What the exercise asks
According to the text on prepayment lockout periods in ABS, why is a borrower refinancing after interest rates fall bad for the ABS investor? Answer in one to three sentences.

Extracted text
□ □ □ □ □
Prepayment Lockout Period in ABS
A prepayment lockout period in ABS is a contractual window during which borrowers cannot pay down their loans early, or must pay a penalty if they do. This protects the investors who bought the asset-backed securities—the bundled mortgages or loans underlying the ABS—from losing their expected cash flows if interest rates fall and borrowers rush to refinance.
Why Lockout Periods Exist in ABS
When a lender originates a mortgage and sells it into an ABS pool, the investment is structured around an expected repayment schedule. The ABS investor buys a tranche backed by those mortgages and expects to receive principal and interest payments over a fixed timeline—often 5–30 years depending on the underlying asset and the structure.
If interest rates fall, borrowers have an incentive to refinance at lower rates. From the borrower’s perspective, this makes perfect economic sense. But from the ABS investor’s perspective, it’s catastrophic: they lose the high-yielding mortgage and must reinvest the returned principal at lower prevailing rates. This is reinvestment risk.
□ □ □ □ □
Recorded data
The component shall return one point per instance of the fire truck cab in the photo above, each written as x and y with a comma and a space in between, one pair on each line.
□ □ □ □ □
Solution to the problem
The investor loses the high-yielding mortgage. The investor must also reinvest the returned principal at the lower rates that then prevail, which the text calls reinvestment risk.